* BEGIN *

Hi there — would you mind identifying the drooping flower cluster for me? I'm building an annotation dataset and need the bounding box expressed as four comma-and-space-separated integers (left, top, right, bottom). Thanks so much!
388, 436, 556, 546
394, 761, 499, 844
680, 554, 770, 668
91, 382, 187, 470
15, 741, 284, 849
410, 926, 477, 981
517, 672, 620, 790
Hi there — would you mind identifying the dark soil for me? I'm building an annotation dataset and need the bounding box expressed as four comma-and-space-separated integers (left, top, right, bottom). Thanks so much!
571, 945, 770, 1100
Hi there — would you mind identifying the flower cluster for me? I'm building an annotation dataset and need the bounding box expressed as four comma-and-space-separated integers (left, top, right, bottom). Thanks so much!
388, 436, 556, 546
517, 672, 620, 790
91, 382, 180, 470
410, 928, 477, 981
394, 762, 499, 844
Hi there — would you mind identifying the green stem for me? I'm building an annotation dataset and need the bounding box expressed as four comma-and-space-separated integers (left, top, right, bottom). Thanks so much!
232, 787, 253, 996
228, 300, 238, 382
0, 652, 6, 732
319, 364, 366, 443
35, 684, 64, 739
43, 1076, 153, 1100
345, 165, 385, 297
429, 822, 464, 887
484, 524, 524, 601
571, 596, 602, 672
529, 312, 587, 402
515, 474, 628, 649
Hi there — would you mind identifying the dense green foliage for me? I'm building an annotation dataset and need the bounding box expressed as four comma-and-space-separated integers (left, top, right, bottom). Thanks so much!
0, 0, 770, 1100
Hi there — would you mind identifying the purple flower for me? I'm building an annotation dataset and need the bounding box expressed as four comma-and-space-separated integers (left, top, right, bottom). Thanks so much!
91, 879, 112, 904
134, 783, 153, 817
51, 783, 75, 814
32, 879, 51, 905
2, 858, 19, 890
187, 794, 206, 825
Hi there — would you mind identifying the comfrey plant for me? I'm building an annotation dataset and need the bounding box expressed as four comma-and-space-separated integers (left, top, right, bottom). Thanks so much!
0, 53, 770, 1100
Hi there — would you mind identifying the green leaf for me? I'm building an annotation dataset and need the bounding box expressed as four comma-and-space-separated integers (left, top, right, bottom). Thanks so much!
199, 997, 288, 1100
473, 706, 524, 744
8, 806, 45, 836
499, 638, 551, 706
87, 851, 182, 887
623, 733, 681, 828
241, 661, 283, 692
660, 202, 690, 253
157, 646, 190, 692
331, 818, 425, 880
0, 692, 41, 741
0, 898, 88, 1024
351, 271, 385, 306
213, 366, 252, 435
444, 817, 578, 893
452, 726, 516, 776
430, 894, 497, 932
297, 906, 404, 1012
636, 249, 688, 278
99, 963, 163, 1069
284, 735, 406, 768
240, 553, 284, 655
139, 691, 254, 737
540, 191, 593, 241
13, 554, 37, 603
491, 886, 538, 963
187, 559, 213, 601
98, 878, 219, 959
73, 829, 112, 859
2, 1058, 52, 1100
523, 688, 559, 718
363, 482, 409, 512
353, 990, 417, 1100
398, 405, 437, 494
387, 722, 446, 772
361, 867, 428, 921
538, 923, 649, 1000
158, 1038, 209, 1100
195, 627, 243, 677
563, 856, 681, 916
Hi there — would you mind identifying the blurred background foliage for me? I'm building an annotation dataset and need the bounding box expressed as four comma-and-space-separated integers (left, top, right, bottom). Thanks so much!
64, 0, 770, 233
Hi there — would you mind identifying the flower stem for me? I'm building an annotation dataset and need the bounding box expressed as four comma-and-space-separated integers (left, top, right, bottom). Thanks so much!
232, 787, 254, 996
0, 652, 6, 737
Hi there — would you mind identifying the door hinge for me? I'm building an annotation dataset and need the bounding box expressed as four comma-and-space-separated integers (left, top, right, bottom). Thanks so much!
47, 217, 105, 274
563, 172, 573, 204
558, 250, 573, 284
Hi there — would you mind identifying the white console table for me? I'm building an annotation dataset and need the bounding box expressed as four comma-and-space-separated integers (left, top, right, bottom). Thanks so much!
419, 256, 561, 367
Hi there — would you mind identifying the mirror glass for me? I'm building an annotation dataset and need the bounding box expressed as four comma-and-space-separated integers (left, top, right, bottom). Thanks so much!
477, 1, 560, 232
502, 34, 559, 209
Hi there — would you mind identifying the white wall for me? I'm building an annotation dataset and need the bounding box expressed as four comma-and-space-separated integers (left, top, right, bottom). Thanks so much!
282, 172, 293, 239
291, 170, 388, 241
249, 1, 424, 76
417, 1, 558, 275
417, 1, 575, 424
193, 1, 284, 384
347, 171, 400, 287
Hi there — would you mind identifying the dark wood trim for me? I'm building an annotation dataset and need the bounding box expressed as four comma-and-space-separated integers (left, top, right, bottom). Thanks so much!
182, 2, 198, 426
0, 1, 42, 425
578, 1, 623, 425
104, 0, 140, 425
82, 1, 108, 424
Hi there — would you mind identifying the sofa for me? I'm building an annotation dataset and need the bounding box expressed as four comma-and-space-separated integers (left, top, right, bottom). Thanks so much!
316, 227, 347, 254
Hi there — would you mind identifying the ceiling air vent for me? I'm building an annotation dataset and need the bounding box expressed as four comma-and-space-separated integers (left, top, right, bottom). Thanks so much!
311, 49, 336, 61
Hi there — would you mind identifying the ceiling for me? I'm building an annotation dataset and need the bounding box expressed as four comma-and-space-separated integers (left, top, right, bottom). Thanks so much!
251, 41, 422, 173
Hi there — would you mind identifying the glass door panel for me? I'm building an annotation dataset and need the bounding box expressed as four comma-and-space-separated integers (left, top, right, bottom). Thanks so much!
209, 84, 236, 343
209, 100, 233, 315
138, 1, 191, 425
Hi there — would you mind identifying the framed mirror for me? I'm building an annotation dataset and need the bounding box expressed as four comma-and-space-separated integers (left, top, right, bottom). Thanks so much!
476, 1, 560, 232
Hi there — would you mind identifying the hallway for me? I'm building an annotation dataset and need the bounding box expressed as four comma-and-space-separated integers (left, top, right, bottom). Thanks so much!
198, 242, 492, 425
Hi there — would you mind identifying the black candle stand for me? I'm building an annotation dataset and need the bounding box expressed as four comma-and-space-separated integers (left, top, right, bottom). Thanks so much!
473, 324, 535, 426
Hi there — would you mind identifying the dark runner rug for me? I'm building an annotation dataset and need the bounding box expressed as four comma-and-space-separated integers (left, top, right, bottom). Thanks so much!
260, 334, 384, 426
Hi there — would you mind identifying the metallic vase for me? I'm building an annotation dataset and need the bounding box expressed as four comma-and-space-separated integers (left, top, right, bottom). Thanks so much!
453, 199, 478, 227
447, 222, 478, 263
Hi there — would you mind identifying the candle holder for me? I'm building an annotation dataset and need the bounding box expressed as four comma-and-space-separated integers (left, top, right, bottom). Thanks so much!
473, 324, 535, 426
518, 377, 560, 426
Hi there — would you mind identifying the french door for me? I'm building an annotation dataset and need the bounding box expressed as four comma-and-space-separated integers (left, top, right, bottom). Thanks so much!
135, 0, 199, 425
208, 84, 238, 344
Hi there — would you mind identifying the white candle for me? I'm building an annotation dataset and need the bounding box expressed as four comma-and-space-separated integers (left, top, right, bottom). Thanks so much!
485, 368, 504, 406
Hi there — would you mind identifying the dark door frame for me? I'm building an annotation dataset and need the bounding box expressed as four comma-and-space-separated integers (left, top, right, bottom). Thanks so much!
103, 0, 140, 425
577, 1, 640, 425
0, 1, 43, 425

* END *

PROMPT: Output the data above as a two-column CSV with the header text,boxes. Give each passage of text its own row, with that passage in the first field and every coordinate set listed after it in the second. Enclose both fields in double quotes and replace any line breaks with spaces.

TASK OUTPUT:
text,boxes
"Hi there — would you mind identifying the drooping flower cluster for me? I'm building an annotation dataset and need the bounding box expressed as four comma-and-space-separated integers (left, top, right, bottom). Thanks so much!","388, 436, 556, 546 394, 761, 499, 844 680, 554, 770, 668 91, 382, 187, 470 15, 741, 284, 849 410, 926, 477, 981 517, 672, 620, 790"
"Hi there — would you mind identifying the dark soil for me? I'm building an annotation dataset and need the bounding box expressed as four comma-and-space-separated integers (left, top, right, bottom). Thanks so much!","571, 945, 770, 1100"
"Hi there — would you mind identifying the flower cluster for me? I'm building an annotation dataset and need the bounding box expressed as four comma-and-space-separated integers (left, top, right, bottom). Thanks so much!","388, 436, 556, 546 517, 672, 620, 790 91, 382, 180, 470 410, 928, 477, 981 394, 762, 499, 844"
"Hi there — would you mind identifying the green stem for me? I'm building an annotation dataset and need the bounding box expressed as four comma-and-space-separated integers (left, top, right, bottom). Thanks so much!","232, 787, 253, 996 228, 300, 238, 382 0, 652, 6, 732 319, 364, 366, 443 35, 684, 64, 739 43, 1076, 153, 1100 345, 165, 385, 297 429, 822, 464, 887 484, 524, 524, 601 571, 596, 602, 672 529, 312, 587, 402 515, 474, 628, 649"
"Hi there — would you mind identifying the dense green foliage for me? I'm building an annotation dataset and need the bounding box expressed as four comma-and-space-separated integers (left, top, right, bottom). Thanks so much!","0, 0, 770, 1100"
"Hi there — would you mind identifying the purple flower for me? I'm building an annotation dataset and need the bounding box expressed as four comma-and-space-separated integers (left, top, right, bottom). Thanks so much!","91, 879, 112, 904 134, 783, 153, 817 51, 783, 75, 814 32, 879, 51, 905 2, 858, 19, 890 187, 794, 206, 825"
"Hi there — would you mind identifying the comfrey plant for me? I'm building an annotation dataset and need the bounding box expressed as four comma-and-space-separated integers (left, top, right, bottom). Thanks so much!","0, 53, 770, 1100"
"Hi there — would you mind identifying the green leaf for me? I'm building an annotation dataset and need the bounding box expressed as four comma-and-space-separated integers (left, top, right, bottom). Thanks so much!","199, 997, 288, 1100 473, 706, 524, 744 8, 806, 45, 836 499, 638, 551, 706 87, 851, 182, 887 623, 733, 681, 828 241, 661, 283, 692 660, 202, 690, 253 157, 646, 190, 692 331, 818, 425, 880 0, 692, 41, 741 0, 898, 88, 1024 351, 271, 385, 306 213, 366, 252, 435 444, 817, 578, 893 452, 726, 516, 776 430, 894, 497, 932 297, 906, 404, 1012 636, 249, 688, 278 99, 963, 163, 1069 284, 735, 406, 768 240, 553, 284, 655 139, 691, 254, 737 540, 191, 593, 241 13, 554, 37, 603 491, 886, 538, 963 187, 559, 213, 601 98, 878, 219, 959 73, 829, 112, 859 2, 1058, 52, 1100 523, 688, 559, 718 363, 482, 409, 512 353, 990, 417, 1100 398, 405, 437, 494 387, 722, 446, 772 361, 867, 428, 921 538, 923, 649, 1000 158, 1038, 209, 1100 195, 627, 243, 677 563, 856, 681, 916"
"Hi there — would you mind identifying the blurred background foliage for me? I'm building an annotation dataset and need the bounding box expressed as four comma-and-space-separated integers (left, top, right, bottom). Thanks so much!","64, 0, 770, 233"
"Hi there — would you mind identifying the flower stem for me? I'm building an annotation dataset and need the bounding box expressed as four comma-and-space-separated integers (left, top, right, bottom). Thanks so much!","232, 787, 254, 996 0, 652, 6, 737"
"Hi there — would you mind identifying the door hinge for me? I'm building an annotation dataset and need the bounding box expressed as four comma-and-space-separated integers (left, top, right, bottom). Thanks so much!","47, 217, 105, 274 563, 172, 573, 204 558, 250, 573, 284"
"Hi there — would you mind identifying the white console table for me? I'm building an annotation dataset and need the bounding box expressed as four comma-and-space-separated integers (left, top, right, bottom). Thanks so much!","419, 256, 561, 367"
"Hi there — would you mind identifying the mirror glass for me? I'm building an annotation dataset and need the bounding box expressed as four comma-and-space-separated integers (left, top, right, bottom). Thanks so much!","477, 1, 560, 232 502, 34, 559, 209"
"Hi there — would you mind identifying the white wall for me? I'm building an annotation dataset and need the bounding box expressed as four comma-and-space-separated integers (left, top, right, bottom). Thanks so much!","282, 172, 293, 239 291, 170, 388, 241 249, 1, 424, 76 417, 1, 558, 275 417, 1, 575, 424 193, 1, 284, 384 347, 171, 400, 287"
"Hi there — would you mind identifying the dark wood trim for me? I'm building an annotation dataset and need the bounding box expressed as four comma-and-space-separated integers (left, top, right, bottom). Thanks so much!","182, 2, 198, 426 0, 1, 42, 425 578, 1, 623, 425 104, 0, 140, 425 82, 1, 108, 424"
"Hi there — would you mind identifying the sofa for me? I'm building an annotation dataset and need the bounding box expressed as four comma-and-space-separated integers (left, top, right, bottom). Thanks so much!","316, 227, 347, 254"
"Hi there — would you mind identifying the ceiling air vent for me? I'm building an annotation dataset and need the bounding box expressed as four comma-and-space-separated integers (left, top, right, bottom). Thanks so much!","311, 49, 336, 61"
"Hi there — would you mind identifying the ceiling for me? I'm building an annotation dataset and need the bounding box expressed as four comma-and-space-separated integers (left, top, right, bottom). Thanks so much!","251, 41, 422, 173"
"Hi there — would you mind identifying the glass door panel for me? I'm building an annotation dataset and need the bounding box expressed as four comma-and-space-separated integers (left, top, right, bottom). Thanks so much!","209, 84, 236, 343 209, 100, 233, 315 138, 1, 191, 425"
"Hi there — would you mind identifying the framed mirror for me? I'm building an annotation dataset and need the bounding box expressed as four comma-and-space-separated integers (left, top, right, bottom). Thanks so much!","476, 1, 560, 232"
"Hi there — would you mind identifying the hallway for me? I'm building an annotation dataset and need the bounding box expressed as four comma-and-space-separated integers (left, top, right, bottom). Thanks so much!","198, 242, 492, 425"
"Hi there — would you mind identifying the black candle stand for me? I'm building an annotation dataset and need the bounding box expressed as four comma-and-space-separated integers (left, top, right, bottom). Thanks so much!","473, 324, 535, 426"
"Hi there — would you mind identifying the dark runner rug for me? I'm building an annotation dataset and need the bounding box expressed as four comma-and-space-separated integers (left, top, right, bottom). Thanks so much!","260, 334, 384, 426"
"Hi there — would you mind identifying the metallic vase for me? I'm building an annotation dataset and need the bounding box expressed as four comma-and-space-separated integers (left, top, right, bottom). Thanks so much!","453, 199, 478, 227 447, 222, 478, 263"
"Hi there — would you mind identifying the candle holder for me? I'm building an annotation dataset and need the bounding box expressed as four comma-and-space-separated integers (left, top, right, bottom). Thanks so much!","473, 324, 535, 426 518, 377, 560, 426"
"Hi there — would you mind identifying the french door for me? I'm building an annotation dataset and need the bounding box expressed as four comma-and-space-separated integers (left, top, right, bottom). Thanks so much!","135, 0, 199, 425 208, 84, 238, 344"
"Hi there — would you mind identifying the white candle for me? I'm building an annotation dataset and need the bounding box expressed as four comma-and-space-separated integers (left, top, right, bottom). Thanks so much!","485, 368, 504, 406"
"Hi there — would you mind identifying the dark door frame for me? I'm building an annotation dataset and need the bounding box expressed as four comma-and-space-separated integers (left, top, right, bottom). Thanks so much!","103, 0, 140, 425 577, 1, 640, 425 0, 1, 43, 425"